━━ Information

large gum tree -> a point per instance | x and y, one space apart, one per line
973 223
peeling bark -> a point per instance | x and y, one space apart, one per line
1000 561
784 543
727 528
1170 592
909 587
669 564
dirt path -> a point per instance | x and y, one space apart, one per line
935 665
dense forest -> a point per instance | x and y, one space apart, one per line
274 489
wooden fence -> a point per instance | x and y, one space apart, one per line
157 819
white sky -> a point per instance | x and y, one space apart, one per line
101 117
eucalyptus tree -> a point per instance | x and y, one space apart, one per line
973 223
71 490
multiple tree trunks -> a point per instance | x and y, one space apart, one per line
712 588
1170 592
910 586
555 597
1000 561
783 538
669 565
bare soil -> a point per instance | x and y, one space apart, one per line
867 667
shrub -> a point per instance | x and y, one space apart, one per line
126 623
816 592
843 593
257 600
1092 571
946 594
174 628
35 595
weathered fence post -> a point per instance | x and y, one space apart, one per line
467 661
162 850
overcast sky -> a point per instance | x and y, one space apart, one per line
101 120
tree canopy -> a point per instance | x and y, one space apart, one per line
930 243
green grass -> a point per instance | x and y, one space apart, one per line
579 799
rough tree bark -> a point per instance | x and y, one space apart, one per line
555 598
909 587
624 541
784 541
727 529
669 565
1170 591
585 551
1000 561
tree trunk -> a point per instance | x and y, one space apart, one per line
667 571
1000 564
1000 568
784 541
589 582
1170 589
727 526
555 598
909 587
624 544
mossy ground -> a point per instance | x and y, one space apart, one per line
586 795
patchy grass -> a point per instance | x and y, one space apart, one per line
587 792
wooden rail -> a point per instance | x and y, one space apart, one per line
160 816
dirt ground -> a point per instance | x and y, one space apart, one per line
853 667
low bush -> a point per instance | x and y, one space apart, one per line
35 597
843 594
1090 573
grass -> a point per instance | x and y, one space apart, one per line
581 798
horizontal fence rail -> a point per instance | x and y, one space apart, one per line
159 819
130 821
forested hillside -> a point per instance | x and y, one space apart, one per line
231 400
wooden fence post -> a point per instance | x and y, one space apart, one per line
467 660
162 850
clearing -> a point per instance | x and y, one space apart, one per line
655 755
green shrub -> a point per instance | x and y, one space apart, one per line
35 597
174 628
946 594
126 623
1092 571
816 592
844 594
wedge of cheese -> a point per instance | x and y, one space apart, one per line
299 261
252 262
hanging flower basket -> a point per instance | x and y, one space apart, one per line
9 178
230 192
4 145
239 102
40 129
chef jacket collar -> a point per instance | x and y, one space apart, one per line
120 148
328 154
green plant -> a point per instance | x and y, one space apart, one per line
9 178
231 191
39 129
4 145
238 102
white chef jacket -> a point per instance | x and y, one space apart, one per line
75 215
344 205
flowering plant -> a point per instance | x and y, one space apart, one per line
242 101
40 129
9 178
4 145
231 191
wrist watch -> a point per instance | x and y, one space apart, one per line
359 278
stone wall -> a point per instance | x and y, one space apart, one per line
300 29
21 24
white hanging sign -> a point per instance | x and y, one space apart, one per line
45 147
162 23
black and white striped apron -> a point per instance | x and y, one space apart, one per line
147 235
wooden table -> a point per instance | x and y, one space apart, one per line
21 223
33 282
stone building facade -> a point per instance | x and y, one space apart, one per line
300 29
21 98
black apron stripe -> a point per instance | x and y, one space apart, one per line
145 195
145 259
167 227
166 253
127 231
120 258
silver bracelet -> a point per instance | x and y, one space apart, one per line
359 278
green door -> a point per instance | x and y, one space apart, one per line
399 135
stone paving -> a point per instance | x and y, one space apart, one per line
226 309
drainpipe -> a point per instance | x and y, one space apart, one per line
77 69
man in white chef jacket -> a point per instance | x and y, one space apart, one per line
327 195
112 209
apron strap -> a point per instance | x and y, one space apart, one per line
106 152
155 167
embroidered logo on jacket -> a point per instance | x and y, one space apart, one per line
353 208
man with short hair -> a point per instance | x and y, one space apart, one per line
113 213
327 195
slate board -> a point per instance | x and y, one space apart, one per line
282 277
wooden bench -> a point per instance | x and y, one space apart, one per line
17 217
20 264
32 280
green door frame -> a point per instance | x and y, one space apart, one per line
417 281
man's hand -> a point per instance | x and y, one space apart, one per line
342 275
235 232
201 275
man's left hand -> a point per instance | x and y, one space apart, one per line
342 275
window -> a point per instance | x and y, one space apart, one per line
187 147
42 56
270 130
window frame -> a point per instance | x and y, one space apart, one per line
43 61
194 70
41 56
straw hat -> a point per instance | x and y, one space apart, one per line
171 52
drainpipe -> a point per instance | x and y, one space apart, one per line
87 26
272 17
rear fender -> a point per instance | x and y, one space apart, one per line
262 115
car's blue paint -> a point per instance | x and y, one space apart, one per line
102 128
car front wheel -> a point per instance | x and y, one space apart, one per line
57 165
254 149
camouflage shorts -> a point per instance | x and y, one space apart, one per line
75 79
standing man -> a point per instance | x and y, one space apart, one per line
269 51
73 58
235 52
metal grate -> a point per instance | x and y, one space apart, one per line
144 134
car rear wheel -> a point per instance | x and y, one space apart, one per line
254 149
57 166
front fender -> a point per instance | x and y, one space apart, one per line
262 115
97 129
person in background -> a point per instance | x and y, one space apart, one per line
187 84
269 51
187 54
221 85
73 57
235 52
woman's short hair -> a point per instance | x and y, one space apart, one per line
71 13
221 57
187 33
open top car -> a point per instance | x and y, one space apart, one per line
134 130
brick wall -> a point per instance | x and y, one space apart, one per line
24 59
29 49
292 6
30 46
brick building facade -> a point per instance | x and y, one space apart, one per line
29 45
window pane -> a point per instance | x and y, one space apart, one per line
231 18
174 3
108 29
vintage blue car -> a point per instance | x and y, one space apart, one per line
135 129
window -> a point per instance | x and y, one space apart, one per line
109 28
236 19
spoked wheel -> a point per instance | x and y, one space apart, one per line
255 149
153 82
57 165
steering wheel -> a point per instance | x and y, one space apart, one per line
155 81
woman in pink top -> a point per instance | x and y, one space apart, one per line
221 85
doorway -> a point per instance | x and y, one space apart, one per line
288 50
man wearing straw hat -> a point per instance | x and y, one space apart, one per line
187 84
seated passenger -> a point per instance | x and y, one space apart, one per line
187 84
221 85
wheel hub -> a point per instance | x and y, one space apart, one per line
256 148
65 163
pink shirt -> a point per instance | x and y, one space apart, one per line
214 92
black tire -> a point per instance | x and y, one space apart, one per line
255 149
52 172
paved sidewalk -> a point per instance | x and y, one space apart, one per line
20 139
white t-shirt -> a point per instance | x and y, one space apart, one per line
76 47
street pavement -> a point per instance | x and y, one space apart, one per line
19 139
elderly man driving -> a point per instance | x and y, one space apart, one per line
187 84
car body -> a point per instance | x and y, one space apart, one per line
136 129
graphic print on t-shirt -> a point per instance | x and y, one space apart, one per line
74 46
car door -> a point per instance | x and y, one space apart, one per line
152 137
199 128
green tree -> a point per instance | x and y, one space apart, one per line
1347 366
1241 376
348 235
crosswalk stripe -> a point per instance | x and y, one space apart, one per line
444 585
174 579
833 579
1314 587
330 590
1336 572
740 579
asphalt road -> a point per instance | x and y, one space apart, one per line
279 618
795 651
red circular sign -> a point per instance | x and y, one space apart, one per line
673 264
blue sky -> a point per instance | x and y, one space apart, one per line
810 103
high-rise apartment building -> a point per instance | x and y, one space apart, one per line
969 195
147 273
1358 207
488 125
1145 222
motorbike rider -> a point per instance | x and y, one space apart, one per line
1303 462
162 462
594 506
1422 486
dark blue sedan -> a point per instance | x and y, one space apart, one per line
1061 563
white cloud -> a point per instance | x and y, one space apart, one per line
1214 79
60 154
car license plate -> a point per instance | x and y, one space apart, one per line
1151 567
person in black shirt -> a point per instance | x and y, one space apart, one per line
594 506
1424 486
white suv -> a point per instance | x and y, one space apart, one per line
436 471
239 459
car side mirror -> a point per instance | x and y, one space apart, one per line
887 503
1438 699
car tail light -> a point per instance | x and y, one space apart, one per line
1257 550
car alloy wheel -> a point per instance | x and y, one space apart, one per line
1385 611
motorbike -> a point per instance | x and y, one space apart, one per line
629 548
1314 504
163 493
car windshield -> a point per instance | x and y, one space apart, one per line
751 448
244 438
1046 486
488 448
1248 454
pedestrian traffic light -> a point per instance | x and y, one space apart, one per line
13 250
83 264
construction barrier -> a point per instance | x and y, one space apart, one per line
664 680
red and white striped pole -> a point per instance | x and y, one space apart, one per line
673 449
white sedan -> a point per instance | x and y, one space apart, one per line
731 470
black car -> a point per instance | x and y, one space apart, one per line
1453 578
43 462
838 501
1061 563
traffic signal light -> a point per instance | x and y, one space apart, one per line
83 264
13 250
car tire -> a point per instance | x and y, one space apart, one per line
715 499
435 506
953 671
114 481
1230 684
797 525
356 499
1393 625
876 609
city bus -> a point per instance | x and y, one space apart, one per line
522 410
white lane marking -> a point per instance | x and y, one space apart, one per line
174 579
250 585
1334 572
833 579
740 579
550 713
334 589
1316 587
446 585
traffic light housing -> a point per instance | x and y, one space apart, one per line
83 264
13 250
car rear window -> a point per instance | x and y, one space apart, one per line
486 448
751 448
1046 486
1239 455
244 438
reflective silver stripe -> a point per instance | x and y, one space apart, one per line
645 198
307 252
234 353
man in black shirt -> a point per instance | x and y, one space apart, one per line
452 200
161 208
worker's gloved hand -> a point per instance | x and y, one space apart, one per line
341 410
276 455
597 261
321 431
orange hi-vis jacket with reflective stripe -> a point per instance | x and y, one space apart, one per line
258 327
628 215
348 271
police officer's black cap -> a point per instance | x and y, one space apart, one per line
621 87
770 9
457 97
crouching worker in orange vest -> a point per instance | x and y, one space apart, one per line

━━━━

- _Prompt_:
Take the line containing "traffic light housing" as the start and the last line of the data as the end, and reproduce that range exactly.

- _Response to this task_:
traffic light housing -> a point per instance | x and y, one space apart, one per line
83 264
13 250
car rear window -> a point per instance | x and y, one space apart, one per line
486 448
751 448
1046 486
1239 455
244 438
reflective silver stripe -> a point per instance | x and y, one space apart, one per line
645 198
307 252
234 353
man in black shirt -> a point per instance | x and y, one space apart, one per line
452 200
161 208
worker's gloved hand -> a point per instance | x and y, one space apart, one per line
341 410
276 455
597 261
321 431
orange hi-vis jacket with reflective stripe -> a point per instance | x and y, one space apart, one per line
258 327
628 215
348 271
police officer's black cap -> a point per instance | x and y, one space apart, one per line
621 87
770 9
457 97
crouching worker in orange vest -> a point per instance | x and y, one space apart, one per line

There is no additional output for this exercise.